═════ GETOONDE GEGEVENS

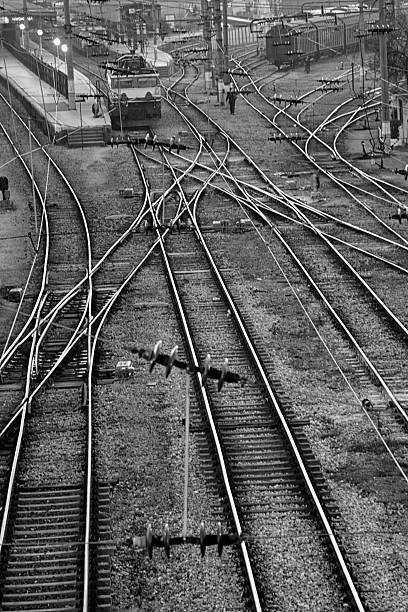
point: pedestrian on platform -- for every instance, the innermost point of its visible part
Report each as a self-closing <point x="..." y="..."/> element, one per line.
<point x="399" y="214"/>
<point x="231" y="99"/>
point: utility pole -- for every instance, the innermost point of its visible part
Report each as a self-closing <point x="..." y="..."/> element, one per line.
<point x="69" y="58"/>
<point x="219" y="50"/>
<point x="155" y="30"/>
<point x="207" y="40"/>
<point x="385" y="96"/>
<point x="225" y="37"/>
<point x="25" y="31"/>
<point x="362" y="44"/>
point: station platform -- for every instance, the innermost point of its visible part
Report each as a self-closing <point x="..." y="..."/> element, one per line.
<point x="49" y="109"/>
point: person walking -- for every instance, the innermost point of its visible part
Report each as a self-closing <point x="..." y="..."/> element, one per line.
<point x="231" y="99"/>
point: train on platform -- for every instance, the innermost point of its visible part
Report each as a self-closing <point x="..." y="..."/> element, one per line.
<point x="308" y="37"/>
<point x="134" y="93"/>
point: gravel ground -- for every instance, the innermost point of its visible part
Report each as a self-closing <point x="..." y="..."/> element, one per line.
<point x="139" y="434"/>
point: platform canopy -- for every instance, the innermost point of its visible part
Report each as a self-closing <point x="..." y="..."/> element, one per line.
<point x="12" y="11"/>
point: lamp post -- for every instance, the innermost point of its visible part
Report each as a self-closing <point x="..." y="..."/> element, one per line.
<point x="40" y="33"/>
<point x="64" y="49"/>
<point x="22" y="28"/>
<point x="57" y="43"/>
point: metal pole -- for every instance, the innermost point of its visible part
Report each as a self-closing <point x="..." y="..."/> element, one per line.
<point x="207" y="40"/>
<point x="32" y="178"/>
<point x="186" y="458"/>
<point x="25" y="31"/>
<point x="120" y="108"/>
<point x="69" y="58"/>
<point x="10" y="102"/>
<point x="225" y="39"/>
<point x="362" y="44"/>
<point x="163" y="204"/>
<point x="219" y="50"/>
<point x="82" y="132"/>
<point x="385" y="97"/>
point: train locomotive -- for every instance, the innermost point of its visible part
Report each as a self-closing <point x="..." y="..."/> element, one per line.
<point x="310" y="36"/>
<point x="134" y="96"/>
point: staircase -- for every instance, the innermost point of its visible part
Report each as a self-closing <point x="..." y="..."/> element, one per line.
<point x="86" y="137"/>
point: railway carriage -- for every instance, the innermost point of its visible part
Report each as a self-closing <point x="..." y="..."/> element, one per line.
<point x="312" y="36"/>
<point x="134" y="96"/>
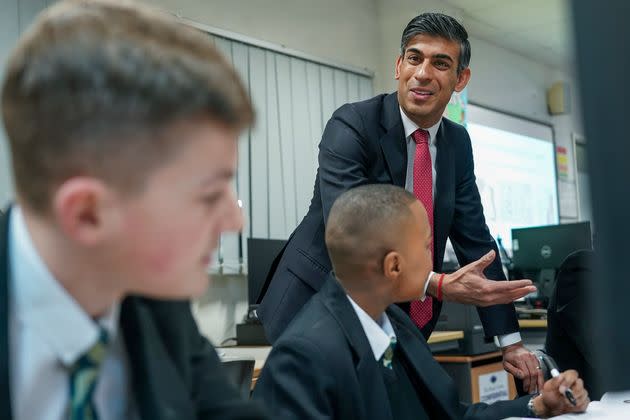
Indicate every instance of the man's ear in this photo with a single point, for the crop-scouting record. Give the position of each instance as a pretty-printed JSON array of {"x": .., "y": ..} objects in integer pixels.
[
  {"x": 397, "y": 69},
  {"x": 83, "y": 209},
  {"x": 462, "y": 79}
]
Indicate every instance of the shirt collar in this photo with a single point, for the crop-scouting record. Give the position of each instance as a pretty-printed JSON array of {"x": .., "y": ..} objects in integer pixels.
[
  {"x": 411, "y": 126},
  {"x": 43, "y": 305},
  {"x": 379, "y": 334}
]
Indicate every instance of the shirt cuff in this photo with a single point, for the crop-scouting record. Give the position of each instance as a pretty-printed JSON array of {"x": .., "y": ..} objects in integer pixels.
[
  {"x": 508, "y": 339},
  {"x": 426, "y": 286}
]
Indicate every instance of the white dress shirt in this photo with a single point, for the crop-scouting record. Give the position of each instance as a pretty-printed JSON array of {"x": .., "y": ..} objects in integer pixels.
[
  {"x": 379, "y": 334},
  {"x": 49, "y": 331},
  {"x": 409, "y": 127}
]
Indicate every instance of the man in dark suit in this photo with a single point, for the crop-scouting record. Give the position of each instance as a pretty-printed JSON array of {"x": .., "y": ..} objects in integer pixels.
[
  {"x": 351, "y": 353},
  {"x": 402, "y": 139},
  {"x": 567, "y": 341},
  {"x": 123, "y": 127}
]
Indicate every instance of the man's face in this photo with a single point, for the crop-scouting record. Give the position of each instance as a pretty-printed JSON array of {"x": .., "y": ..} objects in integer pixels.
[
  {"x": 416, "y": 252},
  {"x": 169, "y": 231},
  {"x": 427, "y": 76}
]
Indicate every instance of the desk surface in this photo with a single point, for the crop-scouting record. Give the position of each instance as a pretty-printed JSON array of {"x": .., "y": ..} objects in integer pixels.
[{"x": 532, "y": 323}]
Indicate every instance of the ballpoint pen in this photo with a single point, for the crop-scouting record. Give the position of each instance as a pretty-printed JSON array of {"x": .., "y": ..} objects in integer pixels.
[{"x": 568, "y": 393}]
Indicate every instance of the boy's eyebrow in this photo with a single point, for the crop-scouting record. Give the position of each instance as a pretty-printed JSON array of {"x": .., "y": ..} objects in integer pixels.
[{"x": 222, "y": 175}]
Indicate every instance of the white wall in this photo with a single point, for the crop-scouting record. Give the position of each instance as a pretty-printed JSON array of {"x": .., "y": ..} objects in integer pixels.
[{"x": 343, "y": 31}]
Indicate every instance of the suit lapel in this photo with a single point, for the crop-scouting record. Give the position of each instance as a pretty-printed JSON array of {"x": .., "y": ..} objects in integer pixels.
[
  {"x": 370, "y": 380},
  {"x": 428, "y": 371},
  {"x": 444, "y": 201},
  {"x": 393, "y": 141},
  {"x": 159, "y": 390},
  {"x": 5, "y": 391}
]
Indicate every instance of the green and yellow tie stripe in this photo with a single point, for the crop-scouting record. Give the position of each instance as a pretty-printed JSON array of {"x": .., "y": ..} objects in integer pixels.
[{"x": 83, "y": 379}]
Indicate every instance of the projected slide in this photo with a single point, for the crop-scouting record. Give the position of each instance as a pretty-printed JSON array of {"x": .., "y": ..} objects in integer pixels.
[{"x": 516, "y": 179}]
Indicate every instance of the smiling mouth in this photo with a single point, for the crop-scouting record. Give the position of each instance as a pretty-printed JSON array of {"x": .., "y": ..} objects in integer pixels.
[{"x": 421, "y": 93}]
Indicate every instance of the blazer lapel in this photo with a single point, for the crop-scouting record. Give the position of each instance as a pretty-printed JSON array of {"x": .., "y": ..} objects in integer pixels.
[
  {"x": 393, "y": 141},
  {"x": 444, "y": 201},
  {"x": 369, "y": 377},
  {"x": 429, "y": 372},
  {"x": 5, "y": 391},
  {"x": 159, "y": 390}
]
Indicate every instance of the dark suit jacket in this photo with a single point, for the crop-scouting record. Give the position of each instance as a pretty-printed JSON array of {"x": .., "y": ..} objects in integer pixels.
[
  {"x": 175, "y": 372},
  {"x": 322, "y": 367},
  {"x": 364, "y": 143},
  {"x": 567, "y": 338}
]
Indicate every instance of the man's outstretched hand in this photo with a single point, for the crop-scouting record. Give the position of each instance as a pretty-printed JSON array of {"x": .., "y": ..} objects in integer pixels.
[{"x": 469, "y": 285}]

══════════

## OPDRACHT
Schrijf alle regels van het materiaal hierboven ongewijzigd over en laat de afbeeldingen daarbij weg.

## UITKOMST
point: pedestrian on platform -- for every instance, the innermost point of its visible part
Report each as a self-closing <point x="..." y="..."/> element, one per line.
<point x="399" y="214"/>
<point x="231" y="99"/>
point: utility pole -- for every instance, the innermost point of its visible part
Report each as a self-closing <point x="..." y="..."/> element, one per line.
<point x="69" y="58"/>
<point x="219" y="50"/>
<point x="155" y="30"/>
<point x="207" y="40"/>
<point x="385" y="96"/>
<point x="225" y="37"/>
<point x="25" y="31"/>
<point x="362" y="44"/>
point: station platform -- for every instance, the innermost point of its visible part
Report each as a self-closing <point x="..." y="..."/> element, one per line.
<point x="49" y="109"/>
point: person walking -- for every instance, the innermost point of its visible part
Report each as a self-closing <point x="..." y="..."/> element, one per line.
<point x="231" y="99"/>
point: train on platform -- for every instance, the innermost point of its visible part
Report each as a self-closing <point x="..." y="..."/> element, one per line.
<point x="308" y="37"/>
<point x="134" y="93"/>
point: gravel ground -- for every instance, the innermost point of its visible part
Report each as a self-closing <point x="..." y="..."/> element, one per line.
<point x="139" y="434"/>
point: platform canopy -- for every instance, the innermost point of its visible part
Report each as a self-closing <point x="..." y="..."/> element, one per line.
<point x="12" y="11"/>
point: lamp post -- for every instance, the innermost point of its visible part
Report each as a self-closing <point x="..." y="..."/> element, one per line.
<point x="40" y="33"/>
<point x="64" y="49"/>
<point x="22" y="28"/>
<point x="57" y="43"/>
point: metal pole -- for every instance, the innermost point of its visible part
Report each as a self-closing <point x="..." y="..."/> element, one per line.
<point x="207" y="40"/>
<point x="32" y="178"/>
<point x="186" y="458"/>
<point x="25" y="31"/>
<point x="120" y="108"/>
<point x="69" y="58"/>
<point x="10" y="102"/>
<point x="225" y="39"/>
<point x="362" y="44"/>
<point x="163" y="204"/>
<point x="219" y="50"/>
<point x="82" y="132"/>
<point x="385" y="97"/>
point: train locomotive -- for every instance, the innermost point of its visible part
Report each as a self-closing <point x="..." y="..."/> element, one per line.
<point x="310" y="36"/>
<point x="134" y="96"/>
point: staircase -- for every instance, the innermost point of its visible part
Report each as a self-closing <point x="..." y="..."/> element, one per line.
<point x="86" y="137"/>
point: railway carriage -- for every instance, the innermost point of its visible part
Report each as a self-closing <point x="..." y="..."/> element, one per line.
<point x="312" y="36"/>
<point x="134" y="96"/>
Indicate every instance of the man's ear in this photo with a single point, for the crop-scouting record. Give the position of each instance as a pretty-printed JSON array of {"x": .., "y": ..} objects in integer pixels.
[
  {"x": 397, "y": 69},
  {"x": 83, "y": 209},
  {"x": 462, "y": 79}
]
Indicate every instance of the shirt collar in this photo with a single point, for the crop-scouting record. Give the position of each instance as a pretty-printed JSON array of {"x": .., "y": ..} objects in integer pixels.
[
  {"x": 411, "y": 126},
  {"x": 43, "y": 305},
  {"x": 379, "y": 334}
]
Indicate every instance of the shirt cuff in this photo with a single point, for the crop-scouting record. Give the position of each instance as a pretty-printed JSON array of {"x": .., "y": ..} objects in integer pixels.
[
  {"x": 508, "y": 339},
  {"x": 426, "y": 286}
]
Indicate every instance of the white dress shirt in this photo with a single point, for the crop-scouting record. Give the position of each instance as a pretty-printed JSON array of {"x": .., "y": ..} objects in integer pixels.
[
  {"x": 379, "y": 334},
  {"x": 49, "y": 331},
  {"x": 409, "y": 127}
]
Indicate every instance of the man in dark suit in this photo with a single point, for the crop-scouting record. Give the position of each instance as a pretty-printed JSON array of {"x": .., "y": ..} objects in integer pixels.
[
  {"x": 351, "y": 353},
  {"x": 402, "y": 139},
  {"x": 567, "y": 341},
  {"x": 123, "y": 127}
]
Indicate every instance of the man's face in this photo with a single point, for the crop-scouting record. Give the position of each instance as a pretty-printed JSON array of {"x": .., "y": ..} objects in integer pixels.
[
  {"x": 416, "y": 252},
  {"x": 169, "y": 231},
  {"x": 427, "y": 76}
]
Indicate every instance of the desk surface in this photo with a single point, for the crop-scouting record. Give the position of each instance as a pretty-printed JSON array of {"x": .., "y": ..} objects in integer pixels.
[{"x": 532, "y": 323}]
Indicate every instance of the ballpoint pen in this photo with a single point, for the crop-scouting record. Give the position of each instance as a pretty-printed JSON array of {"x": .., "y": ..} objects in integer pixels.
[{"x": 568, "y": 393}]
Indicate every instance of the boy's eyebrow in this photo with a single point, for the crop-scouting record. Give the position of each instance as a pretty-printed JSON array of {"x": .., "y": ..} objects in integer pixels.
[{"x": 222, "y": 175}]
Indicate every instance of the white wall in this photo with a single point, for the crop-scouting record. Give the position of each instance as a pretty-printed JSON array of {"x": .., "y": ..} objects in integer pixels.
[{"x": 343, "y": 31}]
Indicate every instance of the suit lapel in this photo with a single point, for the crop-scouting record. Give the position of each instance as a pretty-printed JSON array of {"x": .., "y": ..} objects in integer pixels.
[
  {"x": 370, "y": 380},
  {"x": 428, "y": 371},
  {"x": 444, "y": 201},
  {"x": 393, "y": 141},
  {"x": 159, "y": 390},
  {"x": 5, "y": 391}
]
Indicate every instance of the green and yellow tie stripe in this photo with a single point, for the crop-scouting record. Give the position of each instance as a pretty-printed JSON array of {"x": .., "y": ..} objects in integer pixels.
[{"x": 83, "y": 379}]
Indicate every instance of the projected slide in this photo with a single point, for the crop-scouting record. Give the position of each instance as a pretty-printed JSON array of {"x": .., "y": ..} objects in integer pixels.
[{"x": 516, "y": 179}]
Indicate every instance of the smiling mouth in this photo with a single point, for the crop-scouting record. Give the position of each instance as a pretty-printed JSON array of {"x": .., "y": ..} objects in integer pixels.
[{"x": 421, "y": 93}]
Indicate every instance of the blazer lapel in this photo with a single point, for the crop-scouting record. Give the position of each instance as a pretty-printed JSON array of {"x": .., "y": ..} objects in integer pixels.
[
  {"x": 393, "y": 141},
  {"x": 444, "y": 201},
  {"x": 369, "y": 377},
  {"x": 429, "y": 372},
  {"x": 5, "y": 391},
  {"x": 159, "y": 390}
]
Indicate every instance of the dark suit jacket in this photo with a single point, for the crop-scouting record. Give the position of each instance as a pretty-printed JSON array of {"x": .., "y": ..} objects in integer pixels.
[
  {"x": 175, "y": 372},
  {"x": 322, "y": 367},
  {"x": 364, "y": 143},
  {"x": 567, "y": 338}
]
Indicate every instance of the man's outstretched hand in this photo with a single point, for the crop-scouting record. Give the position of each instance as a pretty-printed JSON array of {"x": .., "y": ..} objects in integer pixels.
[{"x": 469, "y": 285}]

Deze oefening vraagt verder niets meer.